__Liste d'activités__:
**1.** Présentez sous forme de liste le paragraphe de l'article sur le documentaire MANOIR qui commence par « En 2012, le Manoir Gaulin fermait ses portes » et conservez-en les faits principaux.
**2.** Reproduisez fidèlement le passage de l'article sur le documentaire MANOIR qui va de « Publié le 26 » jusqu'à « désinstitutionnalisation des hôpitaux. » inclusivement.
**3.** Prolongez l'article sur le documentaire MANOIR en reprenant après sa dernière phrase.
== Extrait du document ==
Le documentaire «MANOIR» de Martin Fournier et Pier-Luc Latulippe

68 minutes d’humanité

Publié le 26 juin 2017 par Mathilde Renaud

Crédit photo : www.fiff.be

Michel, assis sur un lit, se confie à une équipe de tournage: «Retourner dans le vrai monde, c’est une option à laquelle je tiens. Parce qu’ici, on vit pas, on vit pas ici, on existe. C’est tout».

En 2012, le Manoir Gaulin fermait ses portes, obligeant ses occupants à trouver une nouvelle demeure. Situé à Saint-Hyacinthe, cet établissement comptait 34 résidents ayant des problèmes de toxicomanie ou de santé mentale. Entretenu de 1997 à 2012, il fut l’un des nombreux logements alternatifs à accueillir les patients abandonnés au cours de la vague de désinstitutionnalisation des hôpitaux.

Martin Fournier et Pier-Luc Latulippe, deux documentaristes de la relève, se sont armés de leur caméra et ont passé plusieurs années à tourner sur ce terrain. Huit ans plus tard, ils en sont ressortis avec MANOIR, qui a notamment remporté le prix du «Meilleur film documentaire» lors du dernier gala de Québec Cinéma.

Tourné sur une très longue période de temps, le film nous permet d’assister à des moments très importants et, surtout, touchants, de la part des occupants du manoir. Digne d’un documentaire de Frederick Wiseman, la caméra s’introduit dans ce lieu et en fait un personnage à part entière. Elle réussit à capter des instants mémorables qui permettent de créer un lien direct entre le spectateur et les résidents.
===
== Données extraites ==
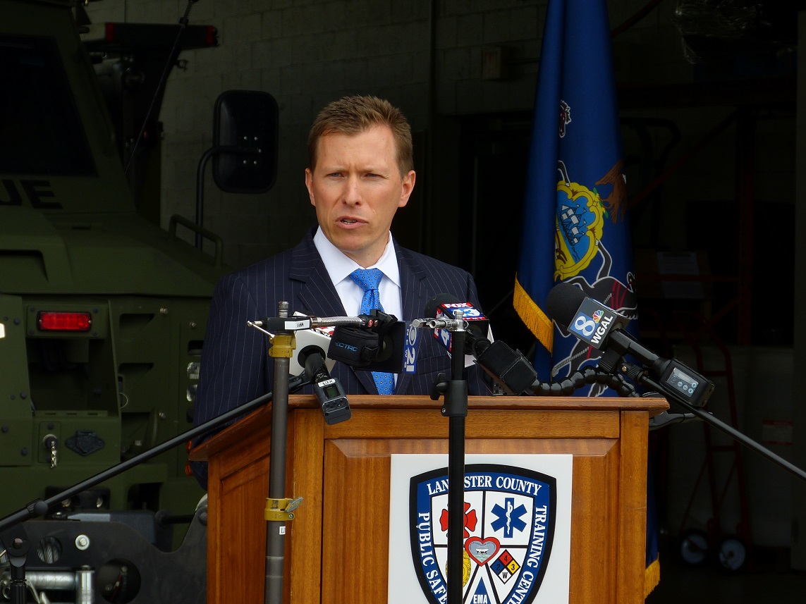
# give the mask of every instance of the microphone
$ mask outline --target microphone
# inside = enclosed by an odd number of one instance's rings
[[[328,358],[355,369],[401,373],[405,323],[376,309],[359,318],[362,321],[360,327],[338,325],[333,330]]]
[[[490,345],[487,338],[490,321],[469,302],[460,302],[451,294],[437,294],[426,302],[426,316],[434,317],[434,321],[425,320],[424,325],[434,329],[434,337],[439,340],[449,353],[453,353],[451,330],[458,327],[454,323],[454,311],[462,311],[462,319],[465,329],[465,354],[477,356],[476,348],[486,349]],[[478,352],[481,352],[479,350]],[[460,351],[461,354],[461,351]]]
[[[328,371],[332,371],[336,362],[334,359],[327,358],[325,351],[330,345],[331,333],[323,328],[314,329],[301,329],[294,333],[297,340],[296,354],[290,359],[289,373],[292,375],[298,375],[305,370],[305,359],[309,355],[316,352],[321,353],[325,357],[325,365]]]
[[[624,330],[629,320],[613,308],[585,296],[569,283],[555,285],[546,298],[546,314],[564,331],[603,351],[599,366],[613,373],[625,354],[630,354],[660,380],[664,394],[671,393],[691,405],[704,407],[713,383],[675,358],[663,358],[645,348]],[[640,372],[633,375],[640,379]]]
[[[367,325],[367,315],[360,316],[309,316],[295,314],[292,316],[264,316],[254,321],[247,321],[247,325],[260,329],[264,333],[268,333],[269,332],[299,331],[315,327],[339,325],[364,327]]]
[[[459,302],[450,294],[438,294],[426,303],[426,314],[434,319],[415,319],[416,326],[434,329],[434,337],[451,352],[451,331],[453,311],[463,311],[465,329],[465,354],[472,355],[476,363],[507,391],[521,395],[531,390],[538,373],[529,360],[518,350],[513,350],[501,340],[491,342],[489,320],[469,302]],[[450,319],[446,319],[448,316]]]
[[[325,352],[318,346],[307,347],[305,357],[305,374],[310,379],[314,394],[322,406],[325,423],[328,425],[349,420],[352,416],[350,403],[341,383],[330,377],[325,362]],[[300,353],[302,355],[302,352]]]

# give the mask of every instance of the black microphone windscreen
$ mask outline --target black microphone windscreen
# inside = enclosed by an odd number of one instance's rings
[[[546,296],[546,314],[558,325],[567,328],[585,300],[585,292],[568,283],[557,283]]]
[[[461,301],[451,294],[437,294],[426,303],[425,316],[432,318],[437,316],[437,308],[440,304],[453,304]]]

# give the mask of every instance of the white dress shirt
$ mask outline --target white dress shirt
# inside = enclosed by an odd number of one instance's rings
[[[314,235],[314,245],[322,256],[327,274],[330,275],[336,292],[342,300],[344,310],[348,316],[356,316],[361,312],[361,299],[364,290],[361,286],[350,278],[350,273],[357,268],[377,268],[384,274],[378,292],[380,295],[380,304],[384,312],[394,315],[397,319],[403,319],[403,301],[401,290],[401,271],[397,266],[397,254],[395,246],[392,244],[392,234],[386,242],[384,253],[372,267],[361,267],[355,260],[344,255],[338,247],[334,246],[325,237],[322,229],[316,230]]]

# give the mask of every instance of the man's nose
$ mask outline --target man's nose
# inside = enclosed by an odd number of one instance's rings
[[[361,183],[357,176],[350,176],[344,184],[344,193],[342,198],[346,204],[355,205],[361,203]]]

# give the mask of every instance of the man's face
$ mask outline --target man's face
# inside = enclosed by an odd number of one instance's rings
[[[320,138],[305,186],[322,232],[366,267],[384,253],[395,212],[414,188],[414,172],[401,177],[392,130],[375,126],[351,136]]]

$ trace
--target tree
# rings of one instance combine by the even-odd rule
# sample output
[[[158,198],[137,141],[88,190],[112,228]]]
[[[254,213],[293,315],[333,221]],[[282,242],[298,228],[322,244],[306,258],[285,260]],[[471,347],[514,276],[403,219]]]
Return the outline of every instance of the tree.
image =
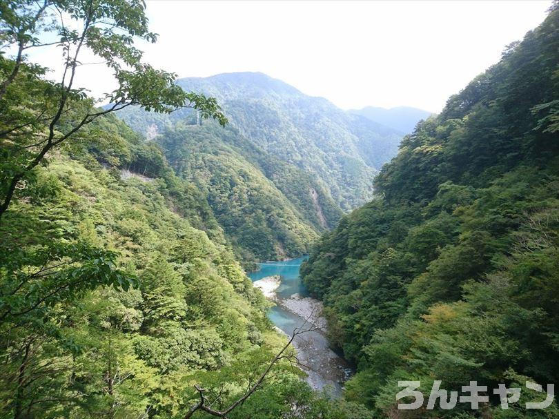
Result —
[[[0,42],[3,50],[17,52],[11,59],[0,55],[0,222],[17,189],[25,187],[47,153],[79,139],[99,117],[130,106],[157,113],[188,107],[202,117],[226,123],[214,98],[186,92],[174,84],[175,74],[142,62],[135,39],[155,42],[157,38],[148,29],[141,0],[2,3]],[[43,41],[50,39],[55,41]],[[62,75],[56,82],[45,79],[47,69],[29,62],[25,55],[30,48],[52,46],[63,52]],[[101,98],[110,104],[104,108],[95,108],[86,89],[75,86],[87,50],[102,60],[117,81],[117,88]]]

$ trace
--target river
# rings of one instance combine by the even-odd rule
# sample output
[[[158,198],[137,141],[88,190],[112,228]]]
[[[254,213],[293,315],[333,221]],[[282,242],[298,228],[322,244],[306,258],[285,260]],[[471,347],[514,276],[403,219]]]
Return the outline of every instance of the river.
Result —
[[[280,262],[259,264],[259,271],[248,273],[253,282],[262,278],[280,275],[281,285],[276,290],[278,304],[268,313],[270,320],[286,334],[291,335],[295,328],[305,322],[302,317],[288,311],[282,305],[284,300],[293,294],[308,297],[301,281],[299,271],[306,257]],[[297,351],[297,359],[308,366],[305,369],[306,381],[316,390],[326,389],[335,396],[342,391],[342,383],[351,373],[347,362],[330,348],[328,340],[320,331],[311,331],[295,337],[293,346]]]

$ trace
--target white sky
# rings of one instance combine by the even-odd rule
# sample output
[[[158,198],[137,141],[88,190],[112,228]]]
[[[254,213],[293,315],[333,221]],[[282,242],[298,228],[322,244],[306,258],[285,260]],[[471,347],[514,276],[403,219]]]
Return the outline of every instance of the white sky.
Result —
[[[180,77],[261,71],[343,108],[438,112],[506,45],[541,23],[550,5],[148,0],[159,39],[140,46],[146,61]],[[50,57],[43,58],[48,65]],[[93,93],[112,90],[100,66],[81,71],[79,81]]]

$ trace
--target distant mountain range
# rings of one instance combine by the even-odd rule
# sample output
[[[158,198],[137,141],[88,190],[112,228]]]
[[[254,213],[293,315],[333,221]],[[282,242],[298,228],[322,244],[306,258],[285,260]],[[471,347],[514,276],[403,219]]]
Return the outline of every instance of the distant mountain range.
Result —
[[[351,109],[349,112],[365,117],[403,134],[411,133],[418,122],[433,115],[432,112],[409,106],[398,106],[390,109],[366,106],[362,109]]]
[[[259,72],[177,80],[217,99],[225,128],[191,110],[119,113],[204,191],[244,259],[300,255],[344,211],[369,200],[373,179],[404,134]]]

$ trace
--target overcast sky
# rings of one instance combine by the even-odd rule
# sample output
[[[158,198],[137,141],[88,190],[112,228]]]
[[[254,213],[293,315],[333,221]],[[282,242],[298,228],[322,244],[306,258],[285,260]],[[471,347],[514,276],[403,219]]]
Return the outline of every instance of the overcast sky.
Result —
[[[537,1],[147,1],[146,58],[181,77],[261,71],[344,108],[438,112],[543,21]]]
[[[505,46],[541,23],[550,5],[148,0],[159,39],[141,47],[148,62],[182,77],[261,71],[346,109],[438,112]],[[54,59],[48,55],[47,64]],[[80,71],[79,81],[93,93],[112,90],[99,66]]]

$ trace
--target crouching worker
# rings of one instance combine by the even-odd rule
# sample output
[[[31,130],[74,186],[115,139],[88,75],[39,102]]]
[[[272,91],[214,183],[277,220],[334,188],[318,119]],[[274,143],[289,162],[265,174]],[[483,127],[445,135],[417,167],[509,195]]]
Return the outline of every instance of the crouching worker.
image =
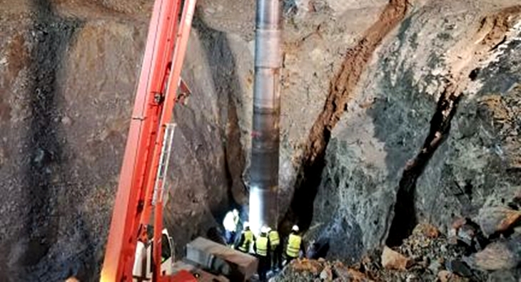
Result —
[[[250,224],[248,221],[245,221],[244,224],[243,224],[243,231],[241,234],[241,238],[236,242],[235,248],[233,249],[248,254],[250,252],[250,246],[252,245],[254,239],[253,232],[250,230]]]
[[[268,227],[268,238],[271,246],[271,271],[275,272],[282,268],[282,245],[278,231]]]

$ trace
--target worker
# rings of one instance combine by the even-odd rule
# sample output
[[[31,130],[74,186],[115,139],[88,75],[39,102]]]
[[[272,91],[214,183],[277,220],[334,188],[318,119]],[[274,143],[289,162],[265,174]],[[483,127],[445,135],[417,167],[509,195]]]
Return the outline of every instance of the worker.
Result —
[[[250,246],[253,243],[253,232],[250,230],[250,224],[245,221],[241,238],[236,242],[234,249],[238,249],[239,251],[248,254],[250,252]]]
[[[239,212],[237,209],[230,211],[224,216],[223,225],[225,230],[225,239],[228,246],[233,246],[235,241],[236,230],[239,223]]]
[[[266,281],[266,273],[270,268],[270,239],[268,238],[268,227],[260,228],[260,234],[255,240],[253,251],[258,258],[258,278],[260,281]]]
[[[282,246],[277,230],[268,227],[268,238],[271,246],[271,271],[275,272],[282,268]]]
[[[298,226],[293,225],[291,228],[291,233],[288,238],[288,243],[285,249],[285,264],[289,264],[292,260],[299,257],[300,251],[305,254],[304,244],[302,237],[298,234]]]

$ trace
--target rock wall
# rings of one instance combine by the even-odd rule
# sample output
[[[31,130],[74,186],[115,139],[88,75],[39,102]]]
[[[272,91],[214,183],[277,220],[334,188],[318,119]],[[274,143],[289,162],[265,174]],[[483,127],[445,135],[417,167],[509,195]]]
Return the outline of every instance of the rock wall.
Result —
[[[0,281],[96,281],[153,1],[11,2]],[[348,2],[283,2],[279,214],[353,261],[519,190],[519,13],[504,10],[519,1]],[[178,254],[247,207],[254,15],[244,1],[198,5],[165,213]]]
[[[515,4],[415,5],[375,52],[314,202],[308,236],[339,246],[331,257],[400,244],[420,221],[447,231],[519,192]]]
[[[2,4],[0,281],[97,281],[152,2]],[[195,21],[165,213],[180,254],[246,199],[236,41]]]

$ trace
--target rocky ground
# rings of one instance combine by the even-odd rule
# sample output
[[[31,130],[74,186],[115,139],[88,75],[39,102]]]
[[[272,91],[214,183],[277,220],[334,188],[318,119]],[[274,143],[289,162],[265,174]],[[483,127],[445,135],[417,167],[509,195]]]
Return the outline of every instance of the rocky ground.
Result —
[[[96,281],[152,4],[0,0],[0,281]],[[347,265],[385,244],[416,261],[400,246],[418,222],[444,246],[457,219],[507,207],[521,189],[519,0],[283,5],[283,233],[297,223]],[[165,213],[178,254],[247,210],[254,16],[248,1],[198,5]]]
[[[323,258],[299,259],[273,281],[517,281],[521,197],[458,219],[448,234],[420,224],[400,246],[384,246],[347,266]],[[509,207],[510,206],[510,207]]]

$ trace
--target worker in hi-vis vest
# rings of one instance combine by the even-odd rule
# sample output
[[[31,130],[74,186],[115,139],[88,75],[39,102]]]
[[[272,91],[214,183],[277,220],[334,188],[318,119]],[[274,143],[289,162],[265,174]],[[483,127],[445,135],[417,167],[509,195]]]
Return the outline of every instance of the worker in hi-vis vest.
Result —
[[[253,244],[254,240],[253,232],[250,230],[250,224],[245,221],[243,224],[243,231],[241,234],[241,237],[236,242],[234,249],[248,254],[250,252],[250,246]]]
[[[257,236],[253,244],[253,250],[258,258],[258,279],[266,281],[266,273],[270,269],[270,239],[268,238],[268,227],[260,228],[260,234]]]
[[[291,233],[289,237],[288,237],[288,243],[286,244],[285,248],[285,264],[288,264],[294,258],[300,257],[300,251],[302,251],[302,256],[305,254],[304,249],[304,242],[303,242],[302,236],[298,234],[298,226],[293,225],[291,229]]]
[[[271,271],[275,272],[282,269],[282,244],[277,230],[268,227],[268,238],[271,245]]]

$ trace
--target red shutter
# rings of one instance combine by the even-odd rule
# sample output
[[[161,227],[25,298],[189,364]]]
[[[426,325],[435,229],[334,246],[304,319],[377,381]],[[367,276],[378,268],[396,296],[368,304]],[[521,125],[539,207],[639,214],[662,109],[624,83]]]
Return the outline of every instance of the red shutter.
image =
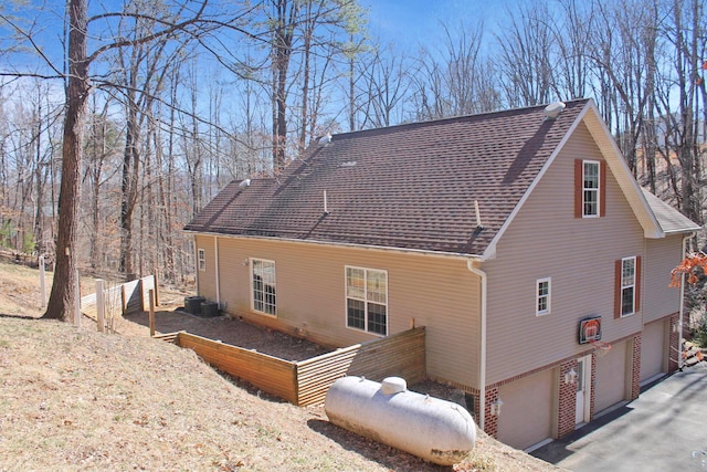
===
__Vos réponses__:
**1.**
- Le Manoir Gaulin, situé à Saint-Hyacinthe, a fermé ses portes en 2012. Ses occupants ont dû trouver une nouvelle demeure.
- L'établissement comptait 34 résidents ayant des problèmes de toxicomanie ou de santé mentale.
- En activité de 1997 à 2012, il a été l'un des nombreux logements alternatifs à accueillir les patients abandonnés pendant la vague de désinstitutionnalisation des hôpitaux.

**2.**
Publié le 26 juin 2017 par Mathilde Renaud

Crédit photo : www.fiff.be

Michel, assis sur un lit, se confie à une équipe de tournage: «Retourner dans le vrai monde, c’est une option à laquelle je tiens. Parce qu’ici, on vit pas, on vit pas ici, on existe. C’est tout».

En 2012, le Manoir Gaulin fermait ses portes, obligeant ses occupants à trouver une nouvelle demeure. Situé à Saint-Hyacinthe, cet établissement comptait 34 résidents ayant des problèmes de toxicomanie ou de santé mentale. Entretenu de 1997 à 2012, il fut l’un des nombreux logements alternatifs à accueillir les patients abandonnés au cours de la vague de désinstitutionnalisation des hôpitaux.

**3.**
Elle ne juge personne, nous laissant découvrir leurs différents mondes ainsi que leurs personnalités. Une proximité s’établit entre ces humains attachants et le spectateur. Ils s’ouvrent aux deux cinéastes et à leur caméra, et livrent certaines de leurs sombres pensées, nous offrant ainsi de belles pistes de réflexion.

Le ton de l’œuvre change en seconde moitié. L’annonce de la démolition du manoir a été consumée et les résidents doivent trouver un moyen de déménager leurs biens. Certains acceptent la décision tandis que d’autres repoussent au maximum le moment de faire leurs boîtes. Dans cette partie, la caméra est très intrusive. Trop? Peut-être. Lors du déménagement, Michel n’a encore rien rangé et ne montre aucune envie de quitter sa chambre. La caméra perturbe l’intimité de celui-ci, mais elle nous permet à la fois d’assister à un magnifique moment, où les autres habitants de la résidence aident Michel à remplir ses cartons.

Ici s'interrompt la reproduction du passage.